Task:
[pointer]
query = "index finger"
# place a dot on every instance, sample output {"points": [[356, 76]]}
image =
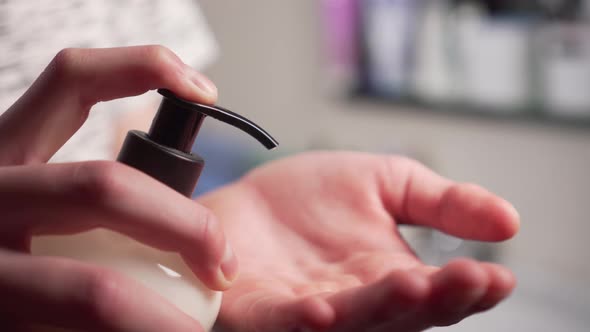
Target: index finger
{"points": [[58, 102]]}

* * * * *

- **Written request**:
Output the entries above exactly. Drop the pictures.

- **Answer for this exercise**:
Task:
[pointer]
query = "index finger"
# place a dot on every instance, sample output {"points": [[356, 76]]}
image =
Target: index finger
{"points": [[58, 102]]}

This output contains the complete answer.